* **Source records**
*-*-*

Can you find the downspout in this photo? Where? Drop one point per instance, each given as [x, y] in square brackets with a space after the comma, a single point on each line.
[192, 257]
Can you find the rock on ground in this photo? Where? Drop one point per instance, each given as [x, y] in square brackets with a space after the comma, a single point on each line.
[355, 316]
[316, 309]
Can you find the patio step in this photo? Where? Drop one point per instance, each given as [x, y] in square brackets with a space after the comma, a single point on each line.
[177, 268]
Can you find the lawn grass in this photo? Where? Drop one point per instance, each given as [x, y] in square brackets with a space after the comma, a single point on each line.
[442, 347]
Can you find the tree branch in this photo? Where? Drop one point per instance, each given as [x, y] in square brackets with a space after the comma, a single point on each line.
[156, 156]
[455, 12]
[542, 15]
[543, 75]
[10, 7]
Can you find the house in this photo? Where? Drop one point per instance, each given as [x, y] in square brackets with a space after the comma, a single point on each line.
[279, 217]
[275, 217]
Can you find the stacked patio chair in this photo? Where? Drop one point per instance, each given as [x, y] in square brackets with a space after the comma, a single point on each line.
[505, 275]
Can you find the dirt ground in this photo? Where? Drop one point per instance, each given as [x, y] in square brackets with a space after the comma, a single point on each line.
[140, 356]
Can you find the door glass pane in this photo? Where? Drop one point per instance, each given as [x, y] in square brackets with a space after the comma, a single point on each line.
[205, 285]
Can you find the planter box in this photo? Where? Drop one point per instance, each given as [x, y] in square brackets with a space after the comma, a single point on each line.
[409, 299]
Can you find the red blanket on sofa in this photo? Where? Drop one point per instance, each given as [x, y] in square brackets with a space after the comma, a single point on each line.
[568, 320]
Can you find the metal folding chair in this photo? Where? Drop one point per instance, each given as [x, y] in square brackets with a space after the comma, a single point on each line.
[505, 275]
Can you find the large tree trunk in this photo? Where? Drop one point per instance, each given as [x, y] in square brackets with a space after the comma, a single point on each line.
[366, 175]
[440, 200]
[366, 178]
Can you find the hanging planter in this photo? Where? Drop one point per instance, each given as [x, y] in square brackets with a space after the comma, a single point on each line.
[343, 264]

*-*-*

* **Task**
Write out every record again, exactly as it was written.

* **Answer for this exercise**
Can you find the downspout in this photo? Where? Drop one point per instance, each given as [x, y] in square brackets with a space after the comma, a single point on each line.
[192, 257]
Can you find the rock on ground in this photo? Where? Drop one point per instance, each given as [x, y] in square brackets with a space after the comma, a single point on each line.
[355, 316]
[316, 309]
Can you find the patio step in this photo? Where? Drop one point per instance, each given as [x, y] in square brackets with a space after the comma, a single point on each line.
[177, 268]
Can you find the lawn grass in this photo? Where? Drop one point per instance, each given as [x, y] in square brackets with a space after the comma, a single point on each line.
[442, 347]
Can you find the tree branch in this photo? Where? Drop one point per instance, each given as [x, y] in square brackets with a space after the comma, a single point on each line.
[156, 156]
[455, 12]
[542, 15]
[543, 75]
[10, 7]
Can you find the house in this photo? Where? Drop one point per instance, each given as [x, y] in square brackets with a space after the comma, a single point on each line.
[279, 217]
[275, 217]
Can you find the stacked patio chair in this photo? Where? Drop one point per instance, each given as [x, y] in square brackets with a space after the comma, a single point on each line.
[505, 275]
Can you find the dirt ground in this photo? Where? Drop one point per instance, each given as [x, y] in square brackets with a space after the comma, a single point on each line.
[140, 356]
Can you find the door glass pane in this photo? Where? Drop one point per instance, each given as [x, y] in square brackets with a space after the comma, a single point on each line.
[205, 285]
Can you find the planter box in this photo? Where? Drop one point per instance, each given as [x, y] in square brackets with a space after the comma, a single point on each line.
[409, 299]
Can you find the red blanket on sofa in this photo? Where? Drop one point per instance, each given as [x, y] in square brackets with a space after the comma, a single point on each line.
[568, 320]
Can you find the metal folding chair in this photo? Where? Drop one point per instance, each given as [x, y] in square brackets with a space after the comma, a single point on each line.
[505, 275]
Can you find the large tree trunk in this photo? Where? Drop one point per instance, each given as [x, y] in square brackets with a space after the comma, a single point on each line.
[366, 175]
[440, 200]
[366, 178]
Can you find the hanging planter in this photo? Where? Drop one point per instance, each given as [x, y] in square brackets with a space after the comma, a single point on each line.
[343, 264]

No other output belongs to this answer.